◆ ENTRIES PROVIDED
-*-

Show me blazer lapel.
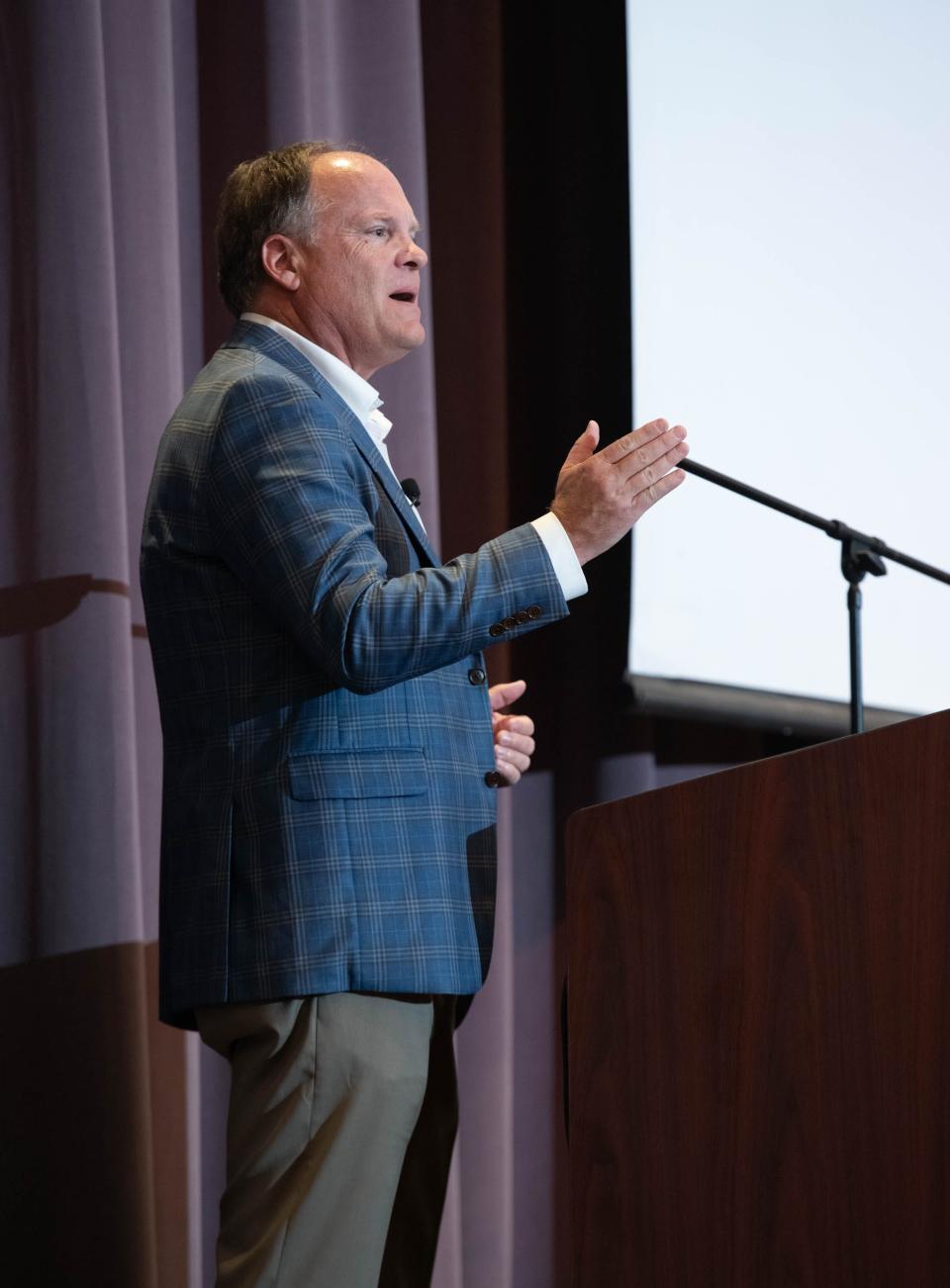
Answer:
[225,322,440,564]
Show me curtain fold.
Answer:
[0,0,585,1288]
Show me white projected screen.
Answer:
[627,0,950,712]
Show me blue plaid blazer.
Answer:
[141,322,567,1027]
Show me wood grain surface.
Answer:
[568,713,950,1288]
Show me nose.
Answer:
[396,237,429,268]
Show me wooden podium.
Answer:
[567,712,950,1288]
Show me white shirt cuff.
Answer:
[531,510,588,598]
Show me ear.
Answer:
[260,233,301,291]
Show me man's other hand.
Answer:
[489,680,535,787]
[550,419,690,564]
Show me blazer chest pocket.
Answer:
[287,747,429,801]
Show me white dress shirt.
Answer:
[241,313,588,598]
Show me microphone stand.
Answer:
[678,457,950,733]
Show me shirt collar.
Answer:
[241,313,392,443]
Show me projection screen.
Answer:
[627,0,950,712]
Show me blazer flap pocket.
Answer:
[287,747,429,801]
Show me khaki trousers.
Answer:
[199,993,457,1288]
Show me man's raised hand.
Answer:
[550,419,690,564]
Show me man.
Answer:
[142,143,686,1288]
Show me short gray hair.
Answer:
[216,139,369,317]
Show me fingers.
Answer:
[614,425,690,482]
[495,716,535,785]
[601,418,670,465]
[489,675,525,711]
[562,419,601,468]
[631,453,686,523]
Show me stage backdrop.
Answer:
[0,0,557,1288]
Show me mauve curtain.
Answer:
[0,0,555,1288]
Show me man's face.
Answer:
[294,152,427,379]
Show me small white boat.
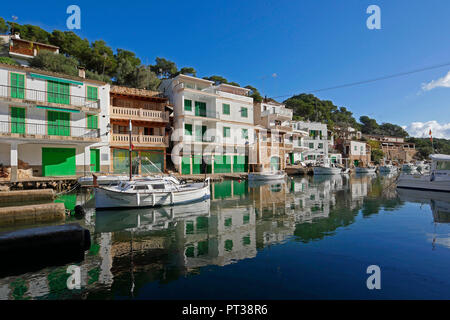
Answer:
[248,170,286,181]
[379,164,398,173]
[94,176,210,209]
[397,154,450,192]
[402,163,417,172]
[355,166,377,173]
[314,165,342,175]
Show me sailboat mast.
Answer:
[128,119,133,181]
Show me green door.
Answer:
[181,156,191,174]
[233,156,248,172]
[91,149,100,172]
[11,107,25,134]
[47,111,70,136]
[11,73,25,99]
[47,81,70,104]
[270,157,280,170]
[195,101,206,117]
[214,155,231,173]
[42,148,76,177]
[141,150,164,174]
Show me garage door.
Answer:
[214,155,231,173]
[42,148,76,177]
[233,156,248,172]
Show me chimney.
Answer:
[78,67,86,79]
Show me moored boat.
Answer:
[95,176,210,209]
[397,154,450,192]
[248,170,286,181]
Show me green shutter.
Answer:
[87,114,98,129]
[47,81,70,104]
[184,99,192,111]
[11,73,25,99]
[195,101,206,117]
[223,127,230,138]
[222,103,230,114]
[87,86,98,101]
[11,107,25,134]
[47,111,70,136]
[91,149,100,172]
[184,123,192,136]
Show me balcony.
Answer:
[111,106,169,122]
[0,121,100,142]
[0,85,100,110]
[111,133,169,148]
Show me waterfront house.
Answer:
[0,64,109,181]
[363,134,417,163]
[160,74,255,174]
[109,86,169,175]
[292,121,333,162]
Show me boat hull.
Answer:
[95,184,210,209]
[314,167,342,175]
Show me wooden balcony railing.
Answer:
[111,133,169,146]
[111,106,169,122]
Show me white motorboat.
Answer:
[95,176,210,209]
[355,166,377,173]
[397,154,450,192]
[314,165,342,175]
[248,170,286,181]
[402,163,417,172]
[378,163,398,173]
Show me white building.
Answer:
[160,75,254,174]
[0,64,109,181]
[292,121,333,161]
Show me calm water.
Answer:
[0,172,450,299]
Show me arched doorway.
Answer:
[270,157,280,170]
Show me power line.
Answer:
[272,62,450,99]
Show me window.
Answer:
[87,86,98,101]
[87,114,98,129]
[11,73,25,99]
[184,99,192,111]
[11,107,25,134]
[222,103,230,114]
[47,81,70,104]
[223,127,230,138]
[184,123,192,136]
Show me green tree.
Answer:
[150,57,178,78]
[179,67,197,77]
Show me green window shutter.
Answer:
[47,81,70,104]
[184,123,192,136]
[11,73,25,99]
[184,99,192,111]
[87,86,98,101]
[11,107,25,134]
[222,103,230,114]
[223,127,230,138]
[87,114,98,129]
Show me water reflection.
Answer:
[0,174,450,299]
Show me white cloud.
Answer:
[422,71,450,91]
[403,120,450,139]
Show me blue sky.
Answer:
[0,0,450,138]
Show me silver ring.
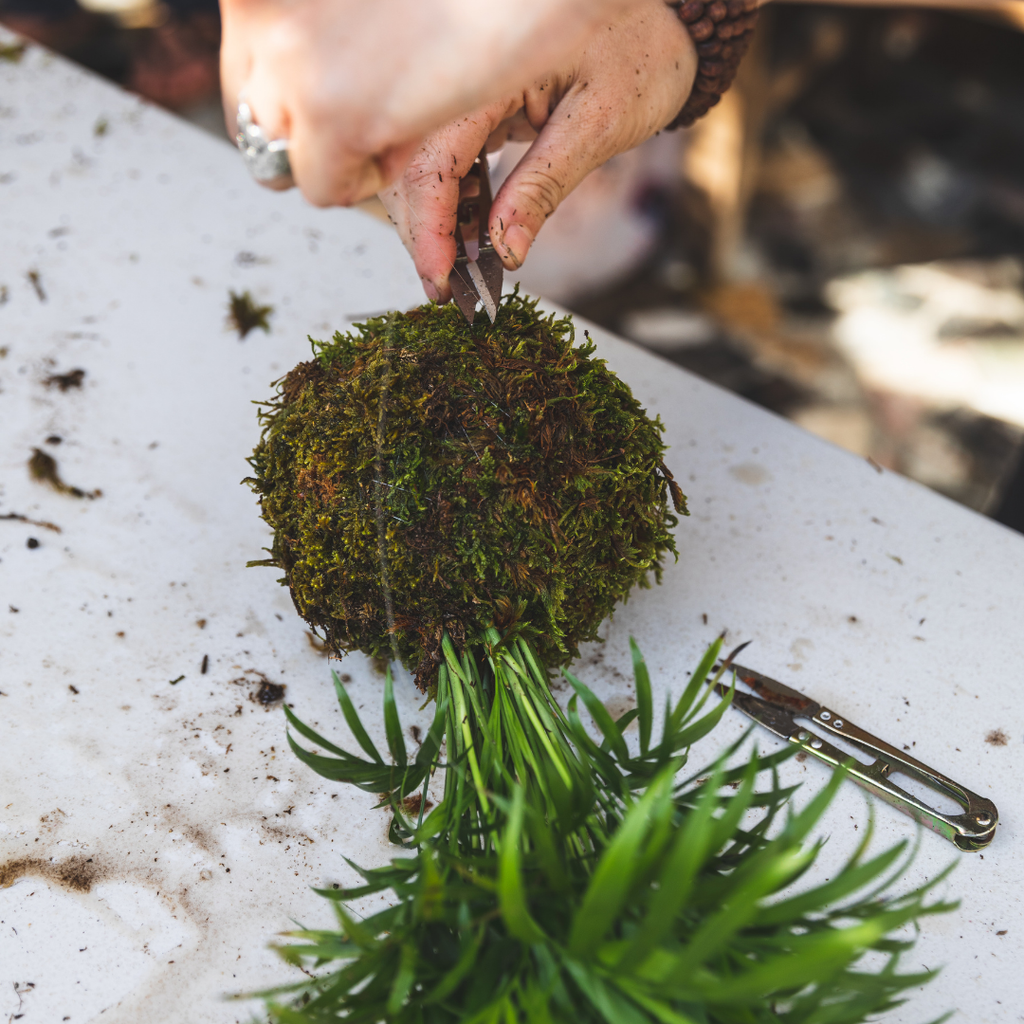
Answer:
[234,97,294,185]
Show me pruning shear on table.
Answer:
[715,644,999,851]
[449,147,505,324]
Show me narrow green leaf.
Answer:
[331,670,384,764]
[387,942,418,1017]
[665,637,722,736]
[568,768,675,959]
[618,762,723,970]
[498,786,547,945]
[285,705,355,760]
[562,669,630,761]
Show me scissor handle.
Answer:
[786,707,999,851]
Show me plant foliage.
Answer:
[249,294,685,689]
[245,630,951,1024]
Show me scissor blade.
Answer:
[469,246,505,324]
[449,259,479,324]
[715,683,795,739]
[732,665,818,715]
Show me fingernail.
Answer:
[503,224,534,266]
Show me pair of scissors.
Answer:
[715,644,999,851]
[449,147,505,324]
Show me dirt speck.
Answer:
[43,368,85,391]
[231,669,286,711]
[253,679,285,708]
[26,270,46,302]
[0,512,60,534]
[306,630,331,657]
[0,42,25,63]
[0,855,102,893]
[604,693,637,732]
[401,793,434,816]
[227,292,273,339]
[29,449,103,500]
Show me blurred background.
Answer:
[6,0,1024,531]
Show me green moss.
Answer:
[249,295,685,687]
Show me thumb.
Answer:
[488,97,621,270]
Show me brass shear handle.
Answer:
[786,708,999,851]
[715,665,999,851]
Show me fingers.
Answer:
[379,100,510,302]
[489,0,696,269]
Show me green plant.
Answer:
[243,294,685,689]
[245,631,952,1024]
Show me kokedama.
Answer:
[250,295,950,1024]
[244,295,685,688]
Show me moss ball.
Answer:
[248,294,685,687]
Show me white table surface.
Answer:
[0,29,1024,1024]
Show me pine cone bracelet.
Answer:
[667,0,758,129]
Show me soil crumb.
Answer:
[0,856,100,893]
[306,630,331,657]
[0,43,25,63]
[0,512,60,534]
[231,669,287,711]
[43,367,85,391]
[401,793,434,815]
[29,449,103,499]
[227,292,273,339]
[26,270,46,302]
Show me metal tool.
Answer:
[449,147,504,324]
[715,659,999,851]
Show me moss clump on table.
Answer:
[243,295,685,687]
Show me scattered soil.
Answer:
[29,449,103,500]
[231,669,287,711]
[26,270,46,302]
[0,43,25,63]
[401,793,434,816]
[43,368,85,391]
[0,856,102,893]
[227,292,273,339]
[253,679,285,708]
[0,512,60,534]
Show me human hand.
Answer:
[221,0,630,206]
[379,0,696,302]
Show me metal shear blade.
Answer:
[715,663,999,850]
[449,147,505,324]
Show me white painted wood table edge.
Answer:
[0,29,1024,1024]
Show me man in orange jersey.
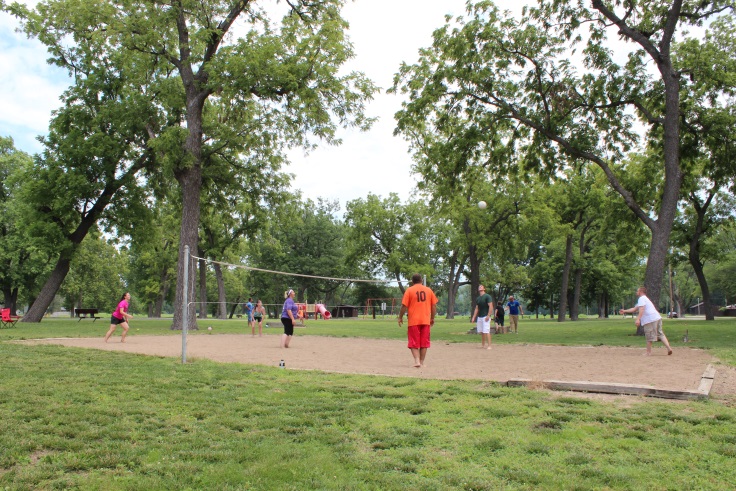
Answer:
[399,273,437,368]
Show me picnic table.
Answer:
[74,309,100,322]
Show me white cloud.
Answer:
[289,0,465,209]
[0,13,69,153]
[0,0,472,205]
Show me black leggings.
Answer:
[281,317,294,336]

-*-

◆ PROBLEM
Rewrite all of the material above with every "Show me" switched to "Point out" and everything else unchanged, leaving the pictures out.

◆ ANSWER TO THIS EXERCISE
Point out blazer lapel.
Answer:
[225,322,440,564]
Point out curtain fold.
Answer:
[0,0,585,1288]
Point out white projected screen.
Answer:
[627,0,950,712]
Point out blue plaid blazer.
Answer:
[141,322,567,1027]
Point out wood grain surface.
Answer:
[568,713,950,1288]
Point out nose.
Answer:
[396,237,429,268]
Point out wooden podium.
Answer:
[567,712,950,1288]
Point out white shirt cuff.
Answer:
[531,510,588,598]
Point out ear.
Answer:
[260,233,301,291]
Point out man's other hand.
Answer:
[489,680,535,787]
[550,419,690,564]
Point out blazer chest pocket.
Answer:
[287,747,429,801]
Point out white dress shirt.
Answer:
[241,313,588,598]
Point out microphone stand.
Answer:
[678,457,950,733]
Point out shirt collar.
Answer:
[241,313,392,443]
Point out projection screen.
Answer:
[627,0,950,712]
Point out blazer flap pocket.
Answer:
[287,747,429,801]
Point out khaki trousers.
Answer:
[199,993,457,1288]
Point out man's raised hand.
Answer:
[550,419,690,564]
Point out man.
Answer:
[142,143,686,1288]
Point out short gray hair.
Answer:
[216,139,369,317]
Point out fingers.
Answer:
[614,425,690,482]
[495,716,535,785]
[601,418,670,465]
[489,675,525,711]
[562,419,601,468]
[631,453,686,523]
Point out stage backdrop.
Answer:
[0,0,557,1288]
Point out mauve curtain.
Answer:
[0,0,555,1288]
Point out man's face.
Answer:
[294,152,427,379]
Point out small white boat.
Answer:
[248,170,286,181]
[379,164,398,173]
[94,176,210,209]
[397,154,450,192]
[402,163,417,172]
[355,166,377,173]
[314,165,342,175]
Point out sailboat mast.
Answer:
[128,119,133,181]
Point out green door.
Answer:
[181,156,191,174]
[233,156,248,172]
[91,149,100,172]
[11,107,25,134]
[47,111,70,136]
[11,73,25,99]
[47,81,70,104]
[270,157,280,170]
[195,101,206,117]
[214,155,231,173]
[42,148,76,177]
[141,150,164,174]
Point out garage door.
Answer:
[214,155,231,173]
[42,148,76,177]
[233,156,248,172]
Point out chimney.
Answer:
[78,67,86,79]
Point out moored boat.
Answer:
[95,176,210,209]
[397,154,450,192]
[248,170,286,181]
Point out green shutter.
Answer:
[87,114,98,129]
[47,81,70,104]
[184,99,192,111]
[11,73,25,99]
[195,101,206,117]
[223,127,230,138]
[222,103,230,114]
[87,86,98,101]
[11,107,25,134]
[47,111,70,136]
[91,149,100,172]
[184,123,192,136]
Point out balcony.
Answer:
[111,106,169,122]
[0,121,100,142]
[0,85,100,110]
[111,133,169,148]
Point out waterfront house.
Answer:
[0,64,109,181]
[363,134,417,163]
[160,74,255,174]
[109,86,169,175]
[292,121,333,162]
Point out boat hull.
Answer:
[95,184,210,209]
[314,167,342,175]
Point out wooden balcony railing.
Answer:
[111,133,169,146]
[111,106,169,122]
Point out white motorboat.
Answer:
[95,176,210,209]
[355,166,377,173]
[397,154,450,192]
[314,165,342,175]
[248,170,286,181]
[402,163,417,172]
[378,163,398,173]
Point out white building.
Answer:
[160,75,254,174]
[0,64,109,181]
[292,121,333,161]
Point out calm water.
Answer:
[0,172,450,299]
Point out arched doorway.
Answer:
[270,157,280,170]
Point out power line.
Answer:
[272,62,450,99]
Point out window.
Answer:
[87,86,98,101]
[87,114,98,129]
[11,73,25,99]
[184,99,192,111]
[11,107,25,134]
[222,103,230,114]
[47,81,70,104]
[223,127,230,138]
[184,123,192,136]
Point out green tree.
Answer:
[150,57,178,78]
[179,67,197,77]
Point out green window shutter.
Answer:
[47,81,70,104]
[184,123,192,136]
[11,73,25,99]
[184,99,192,111]
[87,86,98,101]
[11,107,25,134]
[222,103,230,114]
[223,127,230,138]
[87,114,98,129]
Point out water reflection.
Answer:
[0,174,450,299]
Point out white cloud.
Answer:
[422,71,450,91]
[403,120,450,139]
Point out blue sky.
Answer:
[0,0,450,138]
Point out silver ring.
Answer:
[234,97,294,185]
Point out pruning shear on table.
Answer:
[715,644,999,851]
[449,147,505,324]
Point out narrow green leaf.
Answer:
[331,670,384,764]
[387,942,418,1017]
[665,637,722,736]
[568,768,675,959]
[618,762,723,970]
[498,786,547,945]
[285,705,355,760]
[562,669,630,761]
Point out scissor handle.
Answer:
[786,707,999,851]
Point out plant foliage.
Answer:
[249,294,685,689]
[245,630,951,1024]
Point out scissor blade.
Answer:
[469,246,505,324]
[449,259,479,324]
[715,683,795,739]
[732,665,818,715]
Point out fingernail.
Answer:
[503,224,534,266]
Point out pair of scissors.
Answer:
[715,644,999,851]
[449,147,505,324]
Point out dirt speck.
Answer:
[43,368,85,391]
[231,669,286,711]
[253,679,285,708]
[26,270,46,302]
[0,512,60,534]
[306,630,331,657]
[0,42,25,63]
[0,855,102,893]
[604,693,637,732]
[401,793,434,816]
[227,292,273,339]
[29,449,103,500]
Point out blurred background.
Answer:
[6,0,1024,531]
Point out green moss.
Answer:
[249,295,685,687]
Point out thumb.
Answer:
[488,97,621,270]
Point out brass shear handle.
Answer:
[786,708,999,851]
[715,665,999,851]
Point out fingers.
Answer:
[379,100,510,302]
[489,0,696,269]
Point out green plant.
Answer:
[243,294,685,689]
[245,631,952,1024]
Point out kokedama.
Answer:
[250,295,950,1024]
[244,295,685,688]
Point out moss ball.
Answer:
[248,294,685,687]
Point out white table surface.
Answer:
[0,29,1024,1024]
Point out pine cone bracelet.
Answer:
[667,0,758,129]
Point out soil crumb.
Answer:
[0,856,100,893]
[306,630,331,657]
[0,43,25,63]
[0,512,60,534]
[231,669,287,711]
[43,367,85,391]
[401,793,434,815]
[29,449,103,499]
[227,292,273,339]
[26,270,46,302]
Point out metal tool.
Answer:
[449,147,504,324]
[715,659,999,851]
Point out moss clump on table.
Answer:
[243,295,685,687]
Point out scattered soil.
Answer:
[29,449,103,500]
[231,669,287,711]
[26,270,46,302]
[0,43,25,63]
[401,793,434,816]
[43,368,85,391]
[0,856,102,893]
[227,292,273,339]
[253,679,285,708]
[0,512,60,534]
Point out human hand.
Answer:
[221,0,630,206]
[379,0,696,302]
Point out metal shear blade.
Answer:
[715,663,999,850]
[449,147,505,324]
Point out white painted wood table edge.
Answer:
[0,29,1024,1024]
Point out man in orange jersey.
Answer:
[399,273,437,368]
Point out picnic table.
Answer:
[74,309,100,322]
Point out white cloud.
Answer:
[289,0,465,209]
[0,13,69,153]
[0,0,472,205]
Point out black leggings.
Answer:
[281,317,294,336]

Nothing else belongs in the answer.